Which lines of the data include the string "rough"? List them all.

Stored data entries

.....

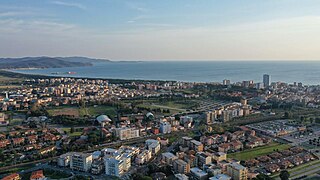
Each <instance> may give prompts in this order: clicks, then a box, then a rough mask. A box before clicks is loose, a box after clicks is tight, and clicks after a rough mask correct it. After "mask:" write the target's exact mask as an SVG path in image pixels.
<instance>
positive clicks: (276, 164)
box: [265, 164, 280, 173]
mask: <svg viewBox="0 0 320 180" xmlns="http://www.w3.org/2000/svg"><path fill="white" fill-rule="evenodd" d="M265 168H266V170H267V171H268V172H270V173H275V172H278V171H280V167H279V166H278V165H277V164H268V165H266V167H265Z"/></svg>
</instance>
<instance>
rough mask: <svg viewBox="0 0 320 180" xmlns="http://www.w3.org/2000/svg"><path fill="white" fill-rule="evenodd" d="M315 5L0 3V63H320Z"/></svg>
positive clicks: (101, 2)
mask: <svg viewBox="0 0 320 180" xmlns="http://www.w3.org/2000/svg"><path fill="white" fill-rule="evenodd" d="M319 9H320V1H319V0H1V1H0V57H24V56H87V57H94V58H105V59H111V60H320V51H319V47H320V11H319Z"/></svg>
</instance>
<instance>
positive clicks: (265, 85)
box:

.....

### Result for this exercise
Each <instance> may give prompts in this order: clicks, then a box, then a rough mask. A box before clicks is loose, a box after clicks is tight, and clicks after a rough mask correct it. After "mask:" write the target's exact mask as an SVG path in image pixels.
rough mask: <svg viewBox="0 0 320 180" xmlns="http://www.w3.org/2000/svg"><path fill="white" fill-rule="evenodd" d="M315 5L0 3V63H320Z"/></svg>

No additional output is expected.